◆ Exercise aim
Pick out every line in the rows that contains the word "asphalt", and copy each of those lines.

**** Material provided ****

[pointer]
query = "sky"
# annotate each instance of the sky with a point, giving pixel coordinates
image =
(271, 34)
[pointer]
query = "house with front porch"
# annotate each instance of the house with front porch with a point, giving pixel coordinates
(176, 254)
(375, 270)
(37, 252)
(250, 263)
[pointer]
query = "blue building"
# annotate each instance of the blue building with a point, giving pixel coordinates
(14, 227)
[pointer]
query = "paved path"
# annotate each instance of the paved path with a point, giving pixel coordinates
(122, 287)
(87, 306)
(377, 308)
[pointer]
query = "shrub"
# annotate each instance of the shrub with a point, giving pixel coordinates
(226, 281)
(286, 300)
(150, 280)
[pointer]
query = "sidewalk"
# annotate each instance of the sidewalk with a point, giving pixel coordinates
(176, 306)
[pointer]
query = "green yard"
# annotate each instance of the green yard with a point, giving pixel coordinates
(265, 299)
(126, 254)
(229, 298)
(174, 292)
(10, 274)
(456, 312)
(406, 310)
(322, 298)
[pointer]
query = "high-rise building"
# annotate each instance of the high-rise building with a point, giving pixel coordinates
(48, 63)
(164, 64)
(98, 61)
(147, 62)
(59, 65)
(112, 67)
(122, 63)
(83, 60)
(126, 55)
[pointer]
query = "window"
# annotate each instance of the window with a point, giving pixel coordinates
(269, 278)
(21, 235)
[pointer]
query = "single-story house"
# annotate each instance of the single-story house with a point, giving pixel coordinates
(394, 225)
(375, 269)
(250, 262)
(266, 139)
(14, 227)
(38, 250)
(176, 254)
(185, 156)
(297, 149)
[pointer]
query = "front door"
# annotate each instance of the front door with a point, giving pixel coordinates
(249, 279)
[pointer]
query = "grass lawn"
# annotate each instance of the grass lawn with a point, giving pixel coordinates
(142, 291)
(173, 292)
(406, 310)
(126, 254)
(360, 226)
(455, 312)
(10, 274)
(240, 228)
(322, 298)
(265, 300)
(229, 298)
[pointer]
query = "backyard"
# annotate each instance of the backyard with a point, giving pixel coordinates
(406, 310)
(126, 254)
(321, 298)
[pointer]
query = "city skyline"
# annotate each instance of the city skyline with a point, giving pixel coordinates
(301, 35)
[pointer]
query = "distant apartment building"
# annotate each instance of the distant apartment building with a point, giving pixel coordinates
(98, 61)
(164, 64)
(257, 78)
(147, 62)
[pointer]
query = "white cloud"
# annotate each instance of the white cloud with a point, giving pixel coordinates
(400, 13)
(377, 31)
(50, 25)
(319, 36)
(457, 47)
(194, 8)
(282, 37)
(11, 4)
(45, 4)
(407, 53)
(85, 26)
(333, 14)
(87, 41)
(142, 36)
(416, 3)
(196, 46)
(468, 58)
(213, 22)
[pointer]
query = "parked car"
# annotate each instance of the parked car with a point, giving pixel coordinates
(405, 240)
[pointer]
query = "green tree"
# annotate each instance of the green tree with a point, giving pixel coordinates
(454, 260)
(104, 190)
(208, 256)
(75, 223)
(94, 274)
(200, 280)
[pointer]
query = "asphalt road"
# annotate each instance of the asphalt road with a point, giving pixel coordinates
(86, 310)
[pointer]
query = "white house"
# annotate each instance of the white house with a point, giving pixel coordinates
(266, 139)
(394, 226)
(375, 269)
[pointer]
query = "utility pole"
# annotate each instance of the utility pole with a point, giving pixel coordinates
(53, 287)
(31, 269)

****

◆ Answer to this problem
query = "asphalt road"
# annotate each instance of the asphalt road with a point, giving pixel coordinates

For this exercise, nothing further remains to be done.